■ **Location identification items**

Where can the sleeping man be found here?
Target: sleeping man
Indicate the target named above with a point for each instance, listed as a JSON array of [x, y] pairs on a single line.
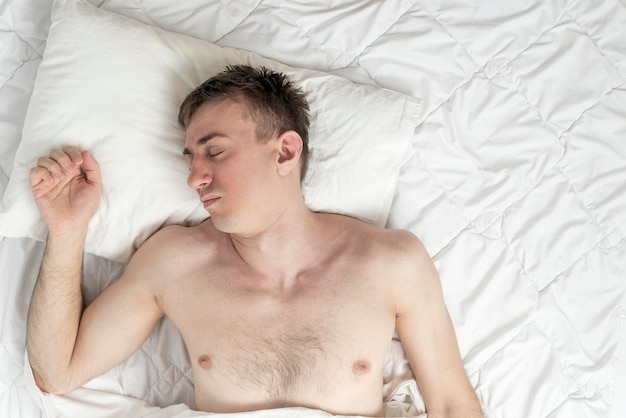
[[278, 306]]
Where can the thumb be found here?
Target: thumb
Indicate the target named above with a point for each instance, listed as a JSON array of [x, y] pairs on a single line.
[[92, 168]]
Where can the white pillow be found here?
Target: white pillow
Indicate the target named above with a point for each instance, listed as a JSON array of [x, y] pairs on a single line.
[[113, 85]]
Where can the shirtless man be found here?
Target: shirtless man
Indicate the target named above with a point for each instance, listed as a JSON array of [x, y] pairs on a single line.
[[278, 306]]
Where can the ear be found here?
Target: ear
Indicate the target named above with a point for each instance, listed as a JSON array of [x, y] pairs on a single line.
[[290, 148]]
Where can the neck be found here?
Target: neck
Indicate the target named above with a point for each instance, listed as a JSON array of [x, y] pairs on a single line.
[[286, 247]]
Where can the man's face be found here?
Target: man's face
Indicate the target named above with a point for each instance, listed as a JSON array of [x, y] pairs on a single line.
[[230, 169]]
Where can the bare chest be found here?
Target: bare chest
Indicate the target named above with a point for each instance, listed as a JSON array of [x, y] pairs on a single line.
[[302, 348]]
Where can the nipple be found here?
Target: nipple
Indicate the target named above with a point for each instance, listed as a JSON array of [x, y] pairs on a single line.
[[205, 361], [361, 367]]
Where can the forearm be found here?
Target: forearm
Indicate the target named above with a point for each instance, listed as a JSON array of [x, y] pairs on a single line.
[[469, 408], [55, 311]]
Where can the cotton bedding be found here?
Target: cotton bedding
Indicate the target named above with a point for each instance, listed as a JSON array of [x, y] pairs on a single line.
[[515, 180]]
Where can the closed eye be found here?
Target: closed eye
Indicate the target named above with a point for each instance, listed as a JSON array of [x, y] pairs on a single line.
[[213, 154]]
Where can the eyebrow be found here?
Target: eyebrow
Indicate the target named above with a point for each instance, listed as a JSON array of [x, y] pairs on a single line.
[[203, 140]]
...
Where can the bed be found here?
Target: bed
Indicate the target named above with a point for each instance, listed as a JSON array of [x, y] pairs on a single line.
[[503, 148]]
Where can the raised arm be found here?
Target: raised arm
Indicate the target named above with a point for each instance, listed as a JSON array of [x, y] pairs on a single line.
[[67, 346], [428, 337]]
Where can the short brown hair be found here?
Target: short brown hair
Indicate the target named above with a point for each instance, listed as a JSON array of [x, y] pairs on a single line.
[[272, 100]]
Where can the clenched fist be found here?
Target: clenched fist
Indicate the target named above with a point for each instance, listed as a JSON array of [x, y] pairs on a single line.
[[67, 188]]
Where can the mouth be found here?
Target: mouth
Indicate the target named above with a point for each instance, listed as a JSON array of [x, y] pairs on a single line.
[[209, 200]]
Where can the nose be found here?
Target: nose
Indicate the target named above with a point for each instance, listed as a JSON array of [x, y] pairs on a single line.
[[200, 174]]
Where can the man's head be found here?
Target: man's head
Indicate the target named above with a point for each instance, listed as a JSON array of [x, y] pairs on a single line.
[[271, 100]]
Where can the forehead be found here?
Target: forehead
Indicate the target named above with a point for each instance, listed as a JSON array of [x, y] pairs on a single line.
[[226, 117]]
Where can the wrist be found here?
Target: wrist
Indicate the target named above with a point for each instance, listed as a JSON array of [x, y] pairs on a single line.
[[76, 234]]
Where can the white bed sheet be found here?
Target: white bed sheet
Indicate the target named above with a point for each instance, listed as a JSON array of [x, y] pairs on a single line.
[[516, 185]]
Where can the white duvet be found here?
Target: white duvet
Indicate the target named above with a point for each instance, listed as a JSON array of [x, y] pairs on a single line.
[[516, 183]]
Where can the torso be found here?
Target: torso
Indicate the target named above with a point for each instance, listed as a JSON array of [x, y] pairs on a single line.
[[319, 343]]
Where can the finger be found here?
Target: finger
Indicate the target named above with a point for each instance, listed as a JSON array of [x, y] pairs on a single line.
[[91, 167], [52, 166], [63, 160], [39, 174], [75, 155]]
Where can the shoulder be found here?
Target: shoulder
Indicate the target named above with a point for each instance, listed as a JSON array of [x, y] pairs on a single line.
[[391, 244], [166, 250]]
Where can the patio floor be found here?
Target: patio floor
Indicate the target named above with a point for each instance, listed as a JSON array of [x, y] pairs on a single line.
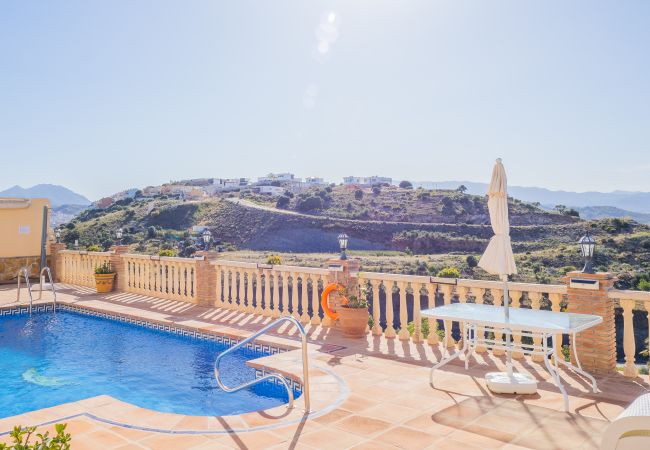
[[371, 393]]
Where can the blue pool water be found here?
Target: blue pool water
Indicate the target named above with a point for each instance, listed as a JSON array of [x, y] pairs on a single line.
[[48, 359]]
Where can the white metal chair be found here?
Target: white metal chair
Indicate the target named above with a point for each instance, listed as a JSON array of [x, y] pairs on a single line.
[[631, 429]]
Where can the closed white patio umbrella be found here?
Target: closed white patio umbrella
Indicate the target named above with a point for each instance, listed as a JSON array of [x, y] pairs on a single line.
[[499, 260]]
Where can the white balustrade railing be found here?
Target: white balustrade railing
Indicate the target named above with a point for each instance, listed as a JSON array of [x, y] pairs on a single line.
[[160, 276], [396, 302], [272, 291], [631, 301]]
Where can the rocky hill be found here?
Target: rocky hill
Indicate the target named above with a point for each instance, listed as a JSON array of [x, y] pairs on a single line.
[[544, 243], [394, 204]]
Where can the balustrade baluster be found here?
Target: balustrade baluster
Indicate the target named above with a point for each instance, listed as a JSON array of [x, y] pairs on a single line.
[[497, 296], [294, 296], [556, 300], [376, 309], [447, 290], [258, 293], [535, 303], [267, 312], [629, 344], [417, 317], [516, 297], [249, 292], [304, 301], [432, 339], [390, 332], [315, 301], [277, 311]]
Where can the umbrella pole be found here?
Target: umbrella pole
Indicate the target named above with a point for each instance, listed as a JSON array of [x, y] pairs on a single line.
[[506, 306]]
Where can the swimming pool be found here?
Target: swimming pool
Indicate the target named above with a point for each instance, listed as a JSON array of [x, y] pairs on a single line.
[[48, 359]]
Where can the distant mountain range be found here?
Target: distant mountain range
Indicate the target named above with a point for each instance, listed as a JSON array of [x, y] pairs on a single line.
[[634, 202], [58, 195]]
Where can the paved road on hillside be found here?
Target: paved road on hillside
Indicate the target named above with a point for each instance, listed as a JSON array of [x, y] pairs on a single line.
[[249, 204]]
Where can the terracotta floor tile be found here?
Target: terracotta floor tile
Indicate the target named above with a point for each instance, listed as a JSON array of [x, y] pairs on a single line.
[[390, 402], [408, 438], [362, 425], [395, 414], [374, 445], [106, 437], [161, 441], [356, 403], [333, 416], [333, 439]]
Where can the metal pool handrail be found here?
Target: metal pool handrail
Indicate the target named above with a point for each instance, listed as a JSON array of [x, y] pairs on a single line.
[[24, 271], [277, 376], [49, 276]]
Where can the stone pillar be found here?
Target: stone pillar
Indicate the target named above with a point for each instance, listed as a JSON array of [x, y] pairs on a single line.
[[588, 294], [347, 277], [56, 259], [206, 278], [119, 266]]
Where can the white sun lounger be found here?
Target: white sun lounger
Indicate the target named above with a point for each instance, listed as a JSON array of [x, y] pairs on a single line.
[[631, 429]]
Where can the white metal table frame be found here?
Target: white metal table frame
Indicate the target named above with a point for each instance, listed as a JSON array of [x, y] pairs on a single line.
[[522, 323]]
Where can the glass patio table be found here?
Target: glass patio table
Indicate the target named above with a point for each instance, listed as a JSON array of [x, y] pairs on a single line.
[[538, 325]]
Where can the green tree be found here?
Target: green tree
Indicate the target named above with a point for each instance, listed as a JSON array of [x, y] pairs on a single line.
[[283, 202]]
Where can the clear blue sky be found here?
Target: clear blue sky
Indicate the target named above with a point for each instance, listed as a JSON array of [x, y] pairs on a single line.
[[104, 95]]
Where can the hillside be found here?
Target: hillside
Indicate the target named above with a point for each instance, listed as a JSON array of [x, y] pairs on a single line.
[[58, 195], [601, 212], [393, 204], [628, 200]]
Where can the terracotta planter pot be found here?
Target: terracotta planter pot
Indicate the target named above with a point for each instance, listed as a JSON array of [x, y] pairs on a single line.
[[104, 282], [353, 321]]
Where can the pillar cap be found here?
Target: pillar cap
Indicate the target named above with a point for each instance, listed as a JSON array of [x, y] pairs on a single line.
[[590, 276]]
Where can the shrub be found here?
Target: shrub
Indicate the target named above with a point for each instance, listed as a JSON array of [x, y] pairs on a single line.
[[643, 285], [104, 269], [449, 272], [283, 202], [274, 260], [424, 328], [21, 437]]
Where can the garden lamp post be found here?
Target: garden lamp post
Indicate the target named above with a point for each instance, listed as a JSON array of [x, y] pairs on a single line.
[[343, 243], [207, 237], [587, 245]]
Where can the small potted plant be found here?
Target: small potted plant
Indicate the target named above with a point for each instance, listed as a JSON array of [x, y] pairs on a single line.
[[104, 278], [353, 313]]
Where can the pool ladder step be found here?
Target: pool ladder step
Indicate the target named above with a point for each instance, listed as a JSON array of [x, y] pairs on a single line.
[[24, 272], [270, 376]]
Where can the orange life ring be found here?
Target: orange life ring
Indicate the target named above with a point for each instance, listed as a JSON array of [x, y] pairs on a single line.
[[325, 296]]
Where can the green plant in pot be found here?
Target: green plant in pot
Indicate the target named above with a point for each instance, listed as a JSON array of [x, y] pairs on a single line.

■ **What is expected**
Rewrite the lines between the one holding "Where can the nipple be found here?" and the one holding "[[469, 408], [55, 311]]", inclusive, with "Indicate" replaced by "Mark" and everything else left unchanged.

■ **Expected answer**
Where can the nipple be found here?
Target: nipple
Mark the target named above with a point for each instance, listed as a JSON array of [x, y] pairs on a single line.
[[205, 361], [361, 367]]
Where can the forearm be found here?
Target: forearm
Mark the target named above with a point for each instance, listed as a JSON array of [x, y] pairs on a single line.
[[469, 408], [55, 311]]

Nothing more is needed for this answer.